* YOUR TASK
Find the word "wristband" below. Copy each line that has it.

* MATERIAL FOR THIS TASK

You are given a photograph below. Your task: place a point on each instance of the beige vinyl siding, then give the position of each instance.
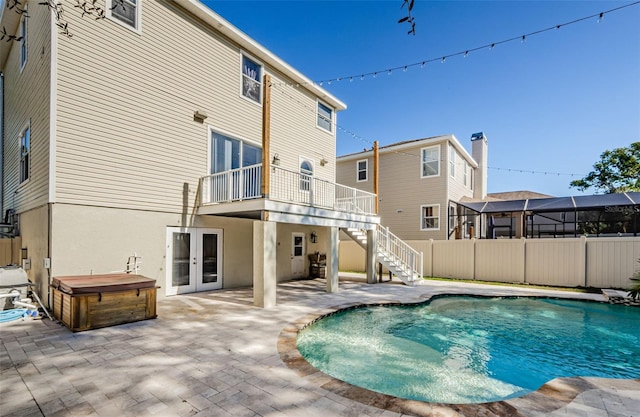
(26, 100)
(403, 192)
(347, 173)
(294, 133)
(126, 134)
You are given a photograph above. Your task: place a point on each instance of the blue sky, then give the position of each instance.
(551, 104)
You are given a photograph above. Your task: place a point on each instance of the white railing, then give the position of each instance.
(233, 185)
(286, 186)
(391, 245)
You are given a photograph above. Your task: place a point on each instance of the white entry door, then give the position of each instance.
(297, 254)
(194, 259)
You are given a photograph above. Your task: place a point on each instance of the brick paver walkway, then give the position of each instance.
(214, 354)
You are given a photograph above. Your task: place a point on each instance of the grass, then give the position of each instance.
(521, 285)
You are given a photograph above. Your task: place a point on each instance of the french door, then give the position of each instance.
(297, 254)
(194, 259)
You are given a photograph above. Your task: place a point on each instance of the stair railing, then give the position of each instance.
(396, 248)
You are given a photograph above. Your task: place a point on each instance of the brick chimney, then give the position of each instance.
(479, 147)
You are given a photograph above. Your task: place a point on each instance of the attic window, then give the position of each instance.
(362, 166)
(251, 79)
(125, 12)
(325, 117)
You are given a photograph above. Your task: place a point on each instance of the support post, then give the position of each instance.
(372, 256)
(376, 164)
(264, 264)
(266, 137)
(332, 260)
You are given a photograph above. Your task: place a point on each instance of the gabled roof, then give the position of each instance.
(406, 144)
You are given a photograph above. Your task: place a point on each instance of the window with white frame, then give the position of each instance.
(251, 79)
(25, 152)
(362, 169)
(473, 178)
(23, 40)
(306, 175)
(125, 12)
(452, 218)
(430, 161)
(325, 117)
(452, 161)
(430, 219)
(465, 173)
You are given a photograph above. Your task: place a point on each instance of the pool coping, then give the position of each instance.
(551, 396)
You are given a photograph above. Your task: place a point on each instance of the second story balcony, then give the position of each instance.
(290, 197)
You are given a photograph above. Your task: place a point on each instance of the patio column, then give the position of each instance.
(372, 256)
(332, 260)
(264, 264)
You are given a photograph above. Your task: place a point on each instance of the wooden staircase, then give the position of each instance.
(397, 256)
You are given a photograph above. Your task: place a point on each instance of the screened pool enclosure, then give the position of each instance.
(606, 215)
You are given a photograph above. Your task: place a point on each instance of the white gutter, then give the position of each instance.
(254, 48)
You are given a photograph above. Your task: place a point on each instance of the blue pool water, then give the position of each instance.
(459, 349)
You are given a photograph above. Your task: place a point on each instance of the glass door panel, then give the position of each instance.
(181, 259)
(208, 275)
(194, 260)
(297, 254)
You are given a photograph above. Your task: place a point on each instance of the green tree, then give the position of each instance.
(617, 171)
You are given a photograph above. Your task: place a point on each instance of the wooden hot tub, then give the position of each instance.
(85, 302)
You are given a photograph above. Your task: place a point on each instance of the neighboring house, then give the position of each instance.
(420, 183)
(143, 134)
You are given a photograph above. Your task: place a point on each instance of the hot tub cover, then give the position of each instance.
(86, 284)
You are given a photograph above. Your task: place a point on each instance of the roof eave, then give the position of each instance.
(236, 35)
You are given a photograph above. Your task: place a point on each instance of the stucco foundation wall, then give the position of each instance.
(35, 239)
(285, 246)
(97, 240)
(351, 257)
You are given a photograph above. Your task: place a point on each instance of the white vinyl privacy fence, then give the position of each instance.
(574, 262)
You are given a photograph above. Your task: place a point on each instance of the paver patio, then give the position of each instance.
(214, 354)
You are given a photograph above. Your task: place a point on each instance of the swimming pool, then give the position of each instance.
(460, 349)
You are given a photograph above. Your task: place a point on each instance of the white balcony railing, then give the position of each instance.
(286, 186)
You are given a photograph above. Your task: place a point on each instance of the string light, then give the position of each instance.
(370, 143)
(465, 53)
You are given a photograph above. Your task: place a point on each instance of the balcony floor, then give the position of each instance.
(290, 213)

--

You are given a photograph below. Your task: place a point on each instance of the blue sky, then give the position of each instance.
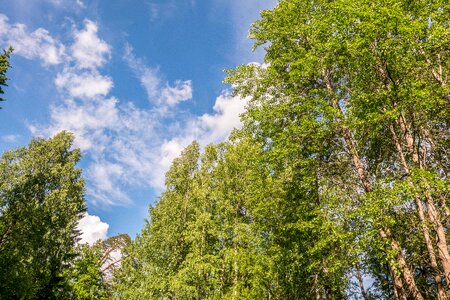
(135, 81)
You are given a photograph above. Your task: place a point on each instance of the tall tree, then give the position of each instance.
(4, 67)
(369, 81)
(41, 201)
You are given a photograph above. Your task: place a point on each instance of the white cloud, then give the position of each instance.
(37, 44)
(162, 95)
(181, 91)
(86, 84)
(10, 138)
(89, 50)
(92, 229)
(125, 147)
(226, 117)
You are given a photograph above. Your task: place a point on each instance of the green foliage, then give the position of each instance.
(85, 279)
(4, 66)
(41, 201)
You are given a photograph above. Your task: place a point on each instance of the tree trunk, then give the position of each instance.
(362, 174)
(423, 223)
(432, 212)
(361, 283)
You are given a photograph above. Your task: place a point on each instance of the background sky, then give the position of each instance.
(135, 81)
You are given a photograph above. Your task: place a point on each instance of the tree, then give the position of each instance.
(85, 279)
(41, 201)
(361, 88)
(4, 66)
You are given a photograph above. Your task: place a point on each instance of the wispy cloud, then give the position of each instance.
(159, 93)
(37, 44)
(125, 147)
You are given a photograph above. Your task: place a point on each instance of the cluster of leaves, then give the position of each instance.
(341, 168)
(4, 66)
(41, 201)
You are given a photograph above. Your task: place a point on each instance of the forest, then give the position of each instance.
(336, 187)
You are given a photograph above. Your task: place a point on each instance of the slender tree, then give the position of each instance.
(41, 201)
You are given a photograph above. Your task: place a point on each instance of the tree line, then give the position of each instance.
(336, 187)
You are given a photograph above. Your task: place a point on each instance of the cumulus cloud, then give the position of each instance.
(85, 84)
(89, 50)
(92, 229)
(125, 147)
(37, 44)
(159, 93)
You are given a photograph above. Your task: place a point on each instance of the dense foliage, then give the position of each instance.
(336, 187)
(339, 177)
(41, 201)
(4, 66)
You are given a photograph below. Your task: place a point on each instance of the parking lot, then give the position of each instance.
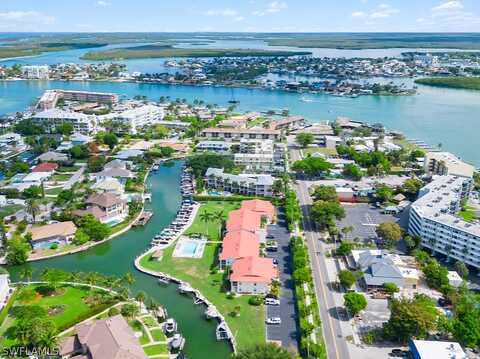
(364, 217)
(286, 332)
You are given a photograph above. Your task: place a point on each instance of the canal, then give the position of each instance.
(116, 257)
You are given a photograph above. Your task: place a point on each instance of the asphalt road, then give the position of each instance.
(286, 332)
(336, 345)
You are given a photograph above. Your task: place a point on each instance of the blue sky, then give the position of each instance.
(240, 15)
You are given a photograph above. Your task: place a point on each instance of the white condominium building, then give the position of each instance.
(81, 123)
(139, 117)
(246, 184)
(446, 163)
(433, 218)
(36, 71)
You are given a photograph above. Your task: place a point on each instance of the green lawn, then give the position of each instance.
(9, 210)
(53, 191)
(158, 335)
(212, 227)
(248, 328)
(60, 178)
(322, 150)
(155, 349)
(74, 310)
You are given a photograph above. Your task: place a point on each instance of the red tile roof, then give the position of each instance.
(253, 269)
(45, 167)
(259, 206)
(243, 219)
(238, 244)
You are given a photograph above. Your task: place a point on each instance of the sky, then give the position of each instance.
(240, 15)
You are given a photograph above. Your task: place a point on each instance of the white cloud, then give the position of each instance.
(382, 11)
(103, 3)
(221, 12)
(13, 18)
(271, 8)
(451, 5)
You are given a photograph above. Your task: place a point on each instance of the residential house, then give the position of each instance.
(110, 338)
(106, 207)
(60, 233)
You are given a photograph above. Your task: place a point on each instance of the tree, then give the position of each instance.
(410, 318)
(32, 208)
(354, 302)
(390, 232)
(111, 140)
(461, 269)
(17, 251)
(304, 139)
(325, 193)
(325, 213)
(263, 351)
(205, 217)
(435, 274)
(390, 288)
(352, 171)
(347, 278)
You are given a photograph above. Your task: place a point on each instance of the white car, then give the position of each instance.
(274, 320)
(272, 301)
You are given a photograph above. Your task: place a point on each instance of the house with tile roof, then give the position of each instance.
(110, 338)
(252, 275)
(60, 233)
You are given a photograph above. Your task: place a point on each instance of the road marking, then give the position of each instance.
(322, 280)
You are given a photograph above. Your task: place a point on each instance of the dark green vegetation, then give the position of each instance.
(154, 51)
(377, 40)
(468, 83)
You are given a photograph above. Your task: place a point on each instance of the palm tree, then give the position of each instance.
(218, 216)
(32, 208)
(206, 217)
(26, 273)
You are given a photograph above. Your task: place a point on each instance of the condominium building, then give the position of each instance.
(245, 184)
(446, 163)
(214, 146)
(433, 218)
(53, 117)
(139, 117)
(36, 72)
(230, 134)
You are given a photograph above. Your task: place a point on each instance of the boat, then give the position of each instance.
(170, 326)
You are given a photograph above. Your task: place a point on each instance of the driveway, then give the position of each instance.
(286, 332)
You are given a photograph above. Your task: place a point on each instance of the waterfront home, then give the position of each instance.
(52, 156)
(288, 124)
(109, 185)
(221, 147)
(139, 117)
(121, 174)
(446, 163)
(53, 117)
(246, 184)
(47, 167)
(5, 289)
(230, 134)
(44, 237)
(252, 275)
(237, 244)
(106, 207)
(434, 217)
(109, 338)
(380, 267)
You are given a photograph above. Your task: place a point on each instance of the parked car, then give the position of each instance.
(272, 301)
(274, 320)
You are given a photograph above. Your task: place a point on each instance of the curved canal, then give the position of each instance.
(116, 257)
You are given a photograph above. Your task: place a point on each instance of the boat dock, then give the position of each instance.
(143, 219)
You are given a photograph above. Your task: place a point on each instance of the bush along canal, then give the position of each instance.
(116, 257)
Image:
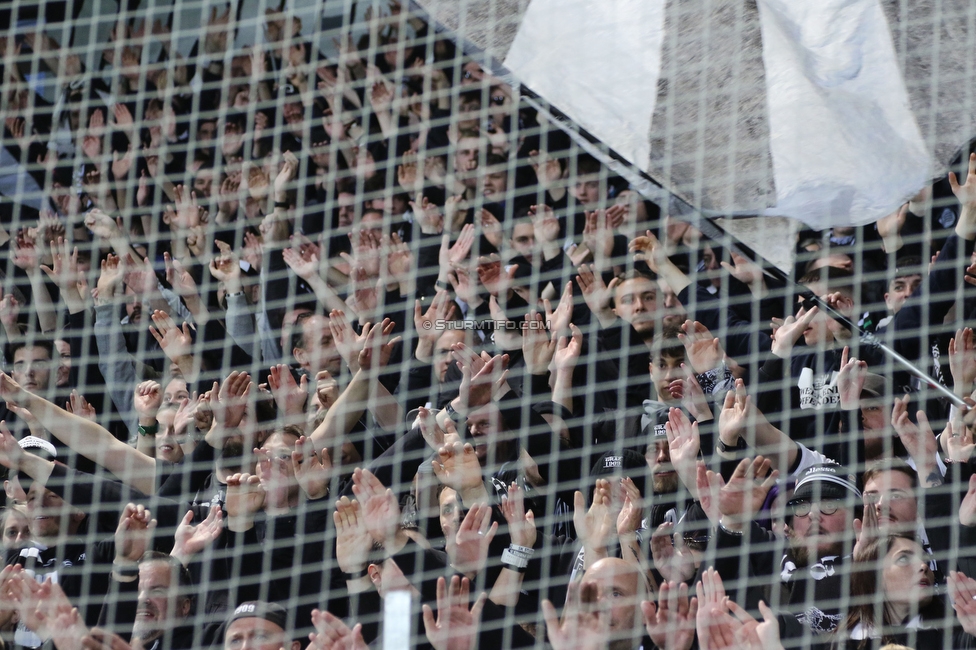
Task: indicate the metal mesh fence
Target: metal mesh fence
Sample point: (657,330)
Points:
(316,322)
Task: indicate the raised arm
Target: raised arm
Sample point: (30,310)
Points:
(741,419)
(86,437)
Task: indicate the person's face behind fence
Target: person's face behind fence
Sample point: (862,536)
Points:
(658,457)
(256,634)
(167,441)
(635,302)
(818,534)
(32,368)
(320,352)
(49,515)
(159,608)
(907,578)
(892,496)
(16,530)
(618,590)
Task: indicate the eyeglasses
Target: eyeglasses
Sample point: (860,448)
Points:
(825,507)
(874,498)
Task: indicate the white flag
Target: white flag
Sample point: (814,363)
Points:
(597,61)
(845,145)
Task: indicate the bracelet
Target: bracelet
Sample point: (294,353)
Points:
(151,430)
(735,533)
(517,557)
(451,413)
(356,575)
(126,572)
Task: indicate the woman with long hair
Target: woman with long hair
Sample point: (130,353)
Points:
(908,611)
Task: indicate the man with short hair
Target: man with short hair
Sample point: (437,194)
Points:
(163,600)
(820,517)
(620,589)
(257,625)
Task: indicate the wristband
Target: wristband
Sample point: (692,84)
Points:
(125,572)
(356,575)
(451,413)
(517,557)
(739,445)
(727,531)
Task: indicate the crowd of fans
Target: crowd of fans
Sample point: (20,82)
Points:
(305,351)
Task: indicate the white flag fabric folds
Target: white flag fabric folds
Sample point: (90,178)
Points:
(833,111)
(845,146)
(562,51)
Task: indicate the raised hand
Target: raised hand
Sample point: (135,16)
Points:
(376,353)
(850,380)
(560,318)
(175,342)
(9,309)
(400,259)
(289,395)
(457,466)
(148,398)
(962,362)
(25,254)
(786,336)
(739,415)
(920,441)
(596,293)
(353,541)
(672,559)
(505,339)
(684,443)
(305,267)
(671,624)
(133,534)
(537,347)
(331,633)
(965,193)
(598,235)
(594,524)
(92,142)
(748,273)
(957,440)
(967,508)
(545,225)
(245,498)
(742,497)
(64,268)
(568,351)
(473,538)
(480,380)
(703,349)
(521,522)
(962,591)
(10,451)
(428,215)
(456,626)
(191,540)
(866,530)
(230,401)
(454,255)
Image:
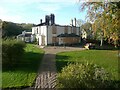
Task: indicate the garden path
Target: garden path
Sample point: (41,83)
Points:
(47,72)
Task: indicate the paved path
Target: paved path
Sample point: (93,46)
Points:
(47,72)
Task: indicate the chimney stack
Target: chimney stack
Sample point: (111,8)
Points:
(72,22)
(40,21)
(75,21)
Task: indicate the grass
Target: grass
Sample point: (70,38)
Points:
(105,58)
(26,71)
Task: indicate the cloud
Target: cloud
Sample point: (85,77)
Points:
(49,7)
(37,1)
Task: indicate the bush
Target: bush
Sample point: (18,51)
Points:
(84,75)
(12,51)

* TASK SOLUTION
Task: indicate the wristband
Target: wristband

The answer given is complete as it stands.